DOCUMENT SEGMENT —
————

Their experimental equipment looks rudimentary. The key component--resembling a piece of stiff tinsel -- consists of a metal strip 65 millimeters long, 3 millimeters wide and 25 micrometers thick, planted in a clamp that keeps it upright. Three pairs of electromagnetic coils the size of bicycle rims generate the magnetic fields surrounding the clamped ribbon.

But the metal ribbon, made from a specially prepared iron alloy, has a remarkable property: It changes its stiffness in accordance with the strenght of an external magnetic field.

At first, the ribbon stands erect. Increasing the magnetic field along the ribbon's length causes the strip to soften, and the ribbon begins to droop under its own weight. Once the magnetic field reaches a certain value--only a few times larger than Earth's modest magnetic field -- the ribbon abruptly begins to stiffen again, causing it to straighten.

Using a slowly oscillating magnetic field, the researchers can force the ribbon to droop and straighten in sync with the field. "It's like turning a dial and making the ribbon stiffer or softer, then letting gravity do the rest," Spano says.

However, increasing the forcing field's frequency or strength pushes the ribbon into a chaotic regime in which its motion becomes unpredictable. "It clearly exhibits the hallmark of a chaotic system -- that is, getting continuously thrown from one periodic motion to another," Rauseo says.

He and his co-workers can construct a kind of map of this irregular motion by monitoring the ribbon's displacement at the end of each cycle of the oscillating magnetic field. If the ribbon repeats the same motion at regular intervals, then its position will be the same at the end of each cycle. The entire map then consists of a single point.

However, if its motion is irregular, then the ribbon's position will vary each time, and the map will show an array of scattered points, which happen to fall into a particular pattern (see cover). Such an array is known as a chaotic attractor. As the ribbon moves, a computer builds up an image, point by point, of the system's attractor.

To control the ribbon's motion, the researchers display the attractor on a computer screen and select a point that corresponds to a particular type of periodic motion. Then they wait until the ribbon's motion, as represented by successive dots on the computer screen, shows up near the point they've selected on the attractor. That close encounter triggers a simple computer program that calculates how much and in which direction to adjust the underlying, steady magnetic field to keep the ribbon trapped in the desired periodic motion.

Corralling the ribbon's motion is akin to balancing a ball on a saddle, Spano says. The ball won't roll off the saddle's raised front or back, but continual adjustments--in the case of the ribbon, a steady train of small magnetic nudges -- are needed to kick it back into position as it begins rolling off at the sides.

By making slight adjustments approximately every second to the steady, vertical magnetic field acting on the ribbon, the researchers can maintain the ribbon's regular motion for as long as they want. As soon as they relinquish control, the ribbon resumes its chaotic dance. They can then reestablish control, bringing the ribbon back to the same periodic motion it had before, or, just as easily, putting it into a different type of regular motion.

"We don't avoid the chaos; we stay in the chaotic region," Ditto says. "We take advantage of the system's sensitive dependence on initial conditions."

————

THE REQUEST — Write the next part of the article about taming the chaotic motion of the magnetic ribbon, starting right after its last sentence. The rows that come next are separate material and are not part of the ribbon article.

DATASET CONTENT —
————

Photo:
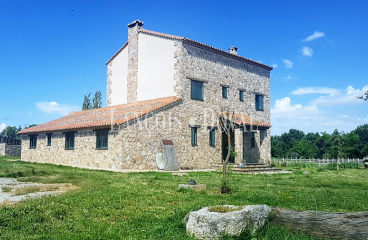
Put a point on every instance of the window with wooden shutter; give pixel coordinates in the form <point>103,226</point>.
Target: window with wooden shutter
<point>194,136</point>
<point>102,139</point>
<point>33,141</point>
<point>259,102</point>
<point>196,92</point>
<point>69,140</point>
<point>212,138</point>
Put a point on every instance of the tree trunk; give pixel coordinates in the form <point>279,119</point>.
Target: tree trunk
<point>335,225</point>
<point>224,166</point>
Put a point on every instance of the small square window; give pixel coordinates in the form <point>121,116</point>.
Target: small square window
<point>33,141</point>
<point>196,90</point>
<point>48,139</point>
<point>241,96</point>
<point>224,92</point>
<point>102,139</point>
<point>69,140</point>
<point>259,102</point>
<point>194,136</point>
<point>212,138</point>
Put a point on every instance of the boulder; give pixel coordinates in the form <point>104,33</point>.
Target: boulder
<point>198,187</point>
<point>204,224</point>
<point>180,174</point>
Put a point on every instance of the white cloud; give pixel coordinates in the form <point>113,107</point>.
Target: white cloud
<point>54,107</point>
<point>306,51</point>
<point>2,127</point>
<point>332,96</point>
<point>320,90</point>
<point>315,35</point>
<point>347,96</point>
<point>288,63</point>
<point>337,109</point>
<point>309,118</point>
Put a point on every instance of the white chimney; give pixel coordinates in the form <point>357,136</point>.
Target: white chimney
<point>234,50</point>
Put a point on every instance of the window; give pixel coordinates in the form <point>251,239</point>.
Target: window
<point>48,139</point>
<point>224,92</point>
<point>69,140</point>
<point>241,96</point>
<point>194,136</point>
<point>252,140</point>
<point>102,139</point>
<point>33,141</point>
<point>196,92</point>
<point>259,102</point>
<point>212,138</point>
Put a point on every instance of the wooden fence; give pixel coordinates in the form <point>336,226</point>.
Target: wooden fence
<point>320,162</point>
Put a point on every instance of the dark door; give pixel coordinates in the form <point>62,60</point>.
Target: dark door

————

FINAL RESULT —
The trick is to exploit the fact that a chaotic system already encompasses an infinite number of unstable, periodic motions, or orbits. That makes it possible to zero in on one particular type of motion, or periodic orbit, or to switch rapidly from one type of motion to another.

The theory developed by Ott, Grebogi and Yorke suggests that scientists could use this technique for controlling many different chaotic systems. "The method is very general and should be capable of yielding greatly improved performance in a wide variety of situations," they assert in their March report.

Surprisingly, researchers don't even need to know the mathematical equations describing the dynamical behavior of a particular system in order to make the control technique work. It's sufficient to observe the system long enough to map its chaotic attractor and to determine by experiment a few crucial quantities necessary for establishing control.

"You don't need to have a deep theoretical understanding of what's going on," Rauseo says.

"All you need to know is, in effect, the shape of the saddle, and that you can get from observations of the system," Spano adds. "You don't need an equation."

To simplify matters further, researchers need bother with only one control parameter. The Navy team, for example, could control the magnetic ribbon's motion by making small adjustments to the oscillating magnetic field's frequency or strength, to the steady magnetic field's strength, or even to the ambient temperature. They chose the parameter they could adjust most easily: the steady magnetic field.

"We kind of expected this might be a very difficult thing to do," Ditto says. "It was actually remarkably easy for us to implement."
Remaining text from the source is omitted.